# ФРАГМЕНТ ТЕКСТА:
########

Представьте, миллионными тиражами издаются книги Фурманова и Фадеева, которые вовсе не следовали своим же установкам. При этом над представителями РАПП отовсюду раздается хихиканье, в том числе в журналах, книгах, фильмах. Поймите, пишут критики, живопись – не фотография, если вы нарисуете красное знамя или строящийся дом, это еще не будет искусство. Даже фотография требует искусства. Зарифмованные строчки – вовсе не стихотворение. Стихи не пишутся на заказ, на праздник или мероприятие, а если они так написаны, то это не стихи. Твардовский плевался в сторону «злободневной» поэзии: «Глядишь – роман, и всё в порядке, показан метод новой кладки… Одна и он, передовые, и в коммунизм идущий дед…» Режиссеры издевались на все лады, в фильме «Берегись автомобиля» худрук говорит: «Наш театр – народный, люди прямо с производства, им не надо играть, они просто живут своей жизнью… в будущем все театры будут народными… Конечно, Ермолова – великая актриса, но представьте, насколько бы лучше она играла, если бы ежедневно простаивала смену у шлифовального станка…»

«Дом-2» - это возвращение РАППа, в самом худшем воплощении.

########

# ИСХОДНЫЕ ДАННЫЕ:
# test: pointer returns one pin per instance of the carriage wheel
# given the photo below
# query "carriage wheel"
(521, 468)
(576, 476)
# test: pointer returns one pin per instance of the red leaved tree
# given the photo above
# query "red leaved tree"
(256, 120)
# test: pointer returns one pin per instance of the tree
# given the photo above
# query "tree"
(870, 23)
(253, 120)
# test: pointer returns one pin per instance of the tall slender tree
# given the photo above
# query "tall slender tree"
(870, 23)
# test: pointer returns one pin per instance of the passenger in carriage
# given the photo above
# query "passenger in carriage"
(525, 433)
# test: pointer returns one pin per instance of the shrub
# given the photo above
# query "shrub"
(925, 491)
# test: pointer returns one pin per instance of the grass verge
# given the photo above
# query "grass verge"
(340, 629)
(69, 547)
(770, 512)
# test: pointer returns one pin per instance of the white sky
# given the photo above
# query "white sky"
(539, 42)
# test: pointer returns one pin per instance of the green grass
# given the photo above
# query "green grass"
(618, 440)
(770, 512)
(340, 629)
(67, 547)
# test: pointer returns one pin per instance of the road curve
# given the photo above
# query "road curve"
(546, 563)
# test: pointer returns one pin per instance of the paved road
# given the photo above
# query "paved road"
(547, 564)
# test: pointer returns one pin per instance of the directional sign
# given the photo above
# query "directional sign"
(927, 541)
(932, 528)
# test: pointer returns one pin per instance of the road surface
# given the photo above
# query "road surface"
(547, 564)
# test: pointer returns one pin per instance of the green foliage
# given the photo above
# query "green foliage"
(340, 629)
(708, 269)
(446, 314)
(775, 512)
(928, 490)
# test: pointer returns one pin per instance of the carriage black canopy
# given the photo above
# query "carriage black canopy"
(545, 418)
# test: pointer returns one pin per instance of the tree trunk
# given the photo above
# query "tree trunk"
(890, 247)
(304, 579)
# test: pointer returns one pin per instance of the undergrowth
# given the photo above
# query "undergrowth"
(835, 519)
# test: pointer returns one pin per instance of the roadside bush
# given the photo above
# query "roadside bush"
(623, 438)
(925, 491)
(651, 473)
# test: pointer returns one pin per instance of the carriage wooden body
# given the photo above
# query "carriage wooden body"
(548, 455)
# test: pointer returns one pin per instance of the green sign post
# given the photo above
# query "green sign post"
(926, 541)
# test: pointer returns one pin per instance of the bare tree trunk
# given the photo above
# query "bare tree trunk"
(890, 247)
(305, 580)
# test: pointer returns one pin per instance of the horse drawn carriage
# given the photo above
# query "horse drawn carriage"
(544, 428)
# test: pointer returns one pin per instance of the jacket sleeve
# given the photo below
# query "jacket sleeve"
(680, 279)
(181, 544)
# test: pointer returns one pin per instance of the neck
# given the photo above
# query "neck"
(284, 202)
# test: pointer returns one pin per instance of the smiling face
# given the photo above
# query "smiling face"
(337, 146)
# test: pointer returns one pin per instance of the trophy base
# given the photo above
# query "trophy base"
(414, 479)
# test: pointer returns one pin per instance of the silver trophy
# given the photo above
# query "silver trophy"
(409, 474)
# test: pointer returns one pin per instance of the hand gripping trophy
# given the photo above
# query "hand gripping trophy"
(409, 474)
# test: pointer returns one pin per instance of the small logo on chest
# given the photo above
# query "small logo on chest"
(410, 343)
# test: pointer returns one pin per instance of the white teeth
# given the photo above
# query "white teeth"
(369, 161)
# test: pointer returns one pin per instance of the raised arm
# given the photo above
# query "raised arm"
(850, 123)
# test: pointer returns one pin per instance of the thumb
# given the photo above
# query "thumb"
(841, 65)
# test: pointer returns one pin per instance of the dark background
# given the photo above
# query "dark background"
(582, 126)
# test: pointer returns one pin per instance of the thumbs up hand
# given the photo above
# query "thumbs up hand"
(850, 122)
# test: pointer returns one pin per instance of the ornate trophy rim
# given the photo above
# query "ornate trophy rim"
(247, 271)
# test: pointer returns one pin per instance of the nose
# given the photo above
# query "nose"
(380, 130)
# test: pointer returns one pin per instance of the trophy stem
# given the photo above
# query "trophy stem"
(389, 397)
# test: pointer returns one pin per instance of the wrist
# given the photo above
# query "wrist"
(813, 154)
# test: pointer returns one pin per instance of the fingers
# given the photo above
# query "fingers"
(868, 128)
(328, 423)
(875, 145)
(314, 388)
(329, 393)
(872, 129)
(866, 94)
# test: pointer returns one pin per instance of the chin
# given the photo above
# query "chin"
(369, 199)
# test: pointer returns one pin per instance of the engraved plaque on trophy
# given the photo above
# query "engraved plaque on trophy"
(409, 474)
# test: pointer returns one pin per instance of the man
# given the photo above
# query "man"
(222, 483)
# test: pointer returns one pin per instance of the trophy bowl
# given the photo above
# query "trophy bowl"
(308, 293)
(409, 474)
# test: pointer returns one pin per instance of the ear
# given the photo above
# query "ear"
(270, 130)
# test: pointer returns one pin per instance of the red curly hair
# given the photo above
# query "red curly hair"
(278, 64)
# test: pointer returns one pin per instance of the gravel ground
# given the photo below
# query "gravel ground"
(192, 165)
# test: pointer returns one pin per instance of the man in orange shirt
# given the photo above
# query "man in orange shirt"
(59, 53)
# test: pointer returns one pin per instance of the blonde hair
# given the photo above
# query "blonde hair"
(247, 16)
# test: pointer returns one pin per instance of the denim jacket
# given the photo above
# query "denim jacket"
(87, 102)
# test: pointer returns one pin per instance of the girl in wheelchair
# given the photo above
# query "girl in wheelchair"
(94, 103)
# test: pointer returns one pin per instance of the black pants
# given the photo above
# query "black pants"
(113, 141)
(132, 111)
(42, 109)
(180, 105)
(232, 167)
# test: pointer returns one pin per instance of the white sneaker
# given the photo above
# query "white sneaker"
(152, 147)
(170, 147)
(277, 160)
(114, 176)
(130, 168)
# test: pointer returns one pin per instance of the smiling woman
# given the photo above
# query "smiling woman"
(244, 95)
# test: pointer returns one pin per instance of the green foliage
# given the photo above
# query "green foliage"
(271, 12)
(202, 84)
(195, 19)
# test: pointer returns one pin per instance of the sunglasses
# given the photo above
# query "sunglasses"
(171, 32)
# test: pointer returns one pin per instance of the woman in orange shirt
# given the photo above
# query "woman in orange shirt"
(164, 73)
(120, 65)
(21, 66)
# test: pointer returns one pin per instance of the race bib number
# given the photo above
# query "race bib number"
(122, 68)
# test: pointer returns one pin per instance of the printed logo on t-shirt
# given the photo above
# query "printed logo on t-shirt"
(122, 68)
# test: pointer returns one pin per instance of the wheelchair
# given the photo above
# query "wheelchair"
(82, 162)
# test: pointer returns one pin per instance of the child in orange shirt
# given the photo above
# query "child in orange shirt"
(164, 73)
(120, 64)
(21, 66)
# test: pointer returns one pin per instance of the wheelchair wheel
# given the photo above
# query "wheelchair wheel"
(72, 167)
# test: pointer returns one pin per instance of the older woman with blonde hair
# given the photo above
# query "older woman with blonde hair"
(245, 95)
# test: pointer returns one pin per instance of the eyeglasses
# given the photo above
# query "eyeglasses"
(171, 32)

########

Напишите продолжение текста о РАПП и «Доме-2», начав сразу после его последней фразы. Материал здесь не понадобится.

# ОТВЕТ:
Позже возникнут армады поэтов, сборники стихов которых заполнят книжные магазины, в них – правильные строчки про прекрасное советское житье-бытье. … В доперестроечной Перми это Домнин, Гребнев, Лепин, Радкевич… И так по сей день… Покойный Гунько, печатавшийся в «Советской России», вероятно, считал, что он поэт, поскольку рифмовал строчки против буржуазии. В Перми еще трое считают себя поэтами: двое потому, что клеймят буржуазию (Гребенкин, одну книжку которого спонсировал Березовский, и Востриков), один (Тюленев) потому, что пишет патриотические «русские» стихи (он часто печатается в «Новом мире»). Их тьмы и тьмы, они издают свои сборники, устраивают презентации… Появились люди, которые собирают всё, что кто-то рифмует, за свои деньги они издают бюллетени своих виршей… Московские бездари ездят по провинции, неся ей своё бескультурье… И самое печальное: те, кто мастер, кто владеет словом – встроились в либеральную жизнь, чтобы существовать литературно… Их не волнует злободневность, они выше этого, они говорят о вечном, причем тут высокая смертность… Тем они закончились – как поэты. «А нынешние что-то уцелели.»

Но вернемся в 20-е: в целом – в целом революционная природа 20-х творила многообразие, и не только в литературе, но и в изобразительном искусстве, в театре, во всех сферах. Пройдут десятилетия, и партия будет определять, что и как творить. Хрущев будет возмущаться модернизмом «несоциалистических» художников: «Вот ёлка – я понимаю, ёлка. А у вас что изображено?!» Важный момент: модернизмом возмущались, и справедливо возмущались, и после «волюнтариста» Хрущева, например, Ромм в фильме «Обыкновенный фашизм». Есть разница между модернизмом и авангардным искусствам 20-х. Когда Ленина попросили высказаться по поводу творений художников-авангардистов, он сказал, что ничего в этом не понимает.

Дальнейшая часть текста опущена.